>> start Input for this task

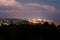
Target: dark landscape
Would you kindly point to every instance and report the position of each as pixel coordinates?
(25, 30)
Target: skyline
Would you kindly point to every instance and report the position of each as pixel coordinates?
(44, 9)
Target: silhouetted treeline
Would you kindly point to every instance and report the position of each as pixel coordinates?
(30, 31)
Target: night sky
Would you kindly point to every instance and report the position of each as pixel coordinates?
(25, 9)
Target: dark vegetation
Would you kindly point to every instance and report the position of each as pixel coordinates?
(30, 31)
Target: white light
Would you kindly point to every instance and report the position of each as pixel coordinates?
(39, 19)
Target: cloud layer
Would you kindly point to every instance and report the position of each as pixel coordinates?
(27, 10)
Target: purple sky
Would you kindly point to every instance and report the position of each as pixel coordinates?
(25, 9)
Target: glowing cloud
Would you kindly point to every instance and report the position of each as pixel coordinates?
(12, 3)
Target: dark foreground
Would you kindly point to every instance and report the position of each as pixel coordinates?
(30, 32)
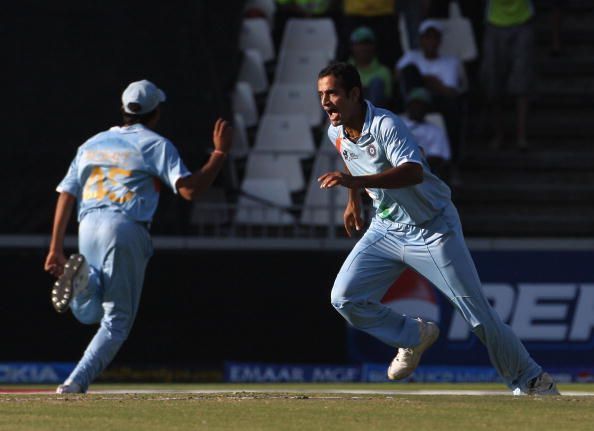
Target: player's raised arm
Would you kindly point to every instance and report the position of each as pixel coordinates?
(192, 186)
(55, 260)
(405, 175)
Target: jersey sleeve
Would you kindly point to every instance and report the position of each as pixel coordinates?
(164, 162)
(70, 183)
(398, 142)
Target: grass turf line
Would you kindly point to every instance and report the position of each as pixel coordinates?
(266, 411)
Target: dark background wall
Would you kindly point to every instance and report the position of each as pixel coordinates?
(65, 65)
(197, 308)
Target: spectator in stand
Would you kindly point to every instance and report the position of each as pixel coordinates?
(375, 77)
(508, 65)
(380, 16)
(443, 76)
(431, 138)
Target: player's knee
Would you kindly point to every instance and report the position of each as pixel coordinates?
(355, 313)
(118, 329)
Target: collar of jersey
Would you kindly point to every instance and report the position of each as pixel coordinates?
(127, 129)
(366, 123)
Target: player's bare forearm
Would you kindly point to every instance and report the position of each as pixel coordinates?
(405, 175)
(55, 260)
(62, 215)
(191, 187)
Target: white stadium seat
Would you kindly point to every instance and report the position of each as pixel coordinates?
(255, 34)
(270, 166)
(287, 133)
(243, 103)
(310, 34)
(300, 67)
(241, 147)
(253, 71)
(320, 203)
(264, 202)
(295, 99)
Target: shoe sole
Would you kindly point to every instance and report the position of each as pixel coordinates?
(62, 291)
(422, 347)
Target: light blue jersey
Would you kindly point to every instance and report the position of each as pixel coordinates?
(416, 227)
(122, 170)
(386, 142)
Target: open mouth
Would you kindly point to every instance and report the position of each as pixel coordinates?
(333, 114)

>> end Input for this task

* [The exercise] Copy out every line of the material above exactly, skipping the pictures.

* [Solution to this problem]
Target: dark landscape
Would you kindly point to every instance and report the position of each as pixel coordinates?
(25, 30)
Target: skyline
Would you kindly point to every instance and report the position of each as pixel coordinates?
(44, 9)
Target: silhouetted treeline
Would you kindly point to every instance and report the position of each as pixel coordinates?
(30, 31)
Target: night sky
Would you kindly point to every instance and report the position of each as pixel coordinates?
(25, 9)
Target: dark vegetation
Would you kindly point to every instance and report the position of each as pixel coordinates?
(30, 31)
Target: white light
Would you kindly point to every instance and report the position of each as pixel coordinates?
(39, 19)
Target: cloud layer
Would you kindly point to every instance and report the position of each as pixel coordinates?
(27, 10)
Target: purple sky
Would you kindly point to every instance and report the position of each as pixel coordinates?
(25, 9)
Target: glowing cloud
Would you kindly point to every instance and report the position of each as pixel coordinates?
(12, 3)
Target: dark foreground
Would you kindly point to every instance and report the position of each as pixel coordinates?
(30, 32)
Target: player's raised arm
Would you kindly point to every instance and report the position of each as pixel coordinates?
(192, 186)
(55, 260)
(405, 175)
Target: jersey sleeve
Would you kindly point to every instance and report the position of each as pixel coordinates?
(164, 162)
(70, 183)
(398, 142)
Target: grass turf line
Would you kindly point to every instance and report the position of each as pixel coordinates?
(266, 411)
Target: dark background wall
Would you kindly point to every instance and report the position of each as pixel coordinates?
(65, 65)
(197, 308)
Target: spectator in stand
Would you kindly point to every instance and report the position of each as pixel coordinates?
(375, 77)
(508, 65)
(380, 16)
(443, 76)
(431, 138)
Target: player's knee
Would you kindly point to every instance and report the position of each as pixel coordinates?
(355, 313)
(118, 329)
Target: collar of jersey
Would you kindly point to every instance and report the position of each as pixel coordinates?
(127, 129)
(366, 123)
Target: player's bare forearm
Would you kindly point to every instance and report the position of each as pixel coordinates?
(405, 175)
(55, 260)
(62, 215)
(191, 187)
Target: white stadium seat
Would you kindly point to every instance and report the position of each as pixel coordinates?
(255, 34)
(270, 166)
(287, 133)
(243, 103)
(310, 34)
(300, 67)
(241, 147)
(253, 71)
(320, 203)
(264, 202)
(295, 99)
Target: shoe sole
Would you kindly point to every instance and report the position of each as pixel coordinates?
(62, 291)
(422, 347)
Target: light blue jersey
Would you kindly point to every instance and report the position of each as pixel coordinates?
(416, 227)
(122, 170)
(386, 142)
Target: open mouth
Would you kindly point to every instance and report the position of each as pixel coordinates?
(333, 114)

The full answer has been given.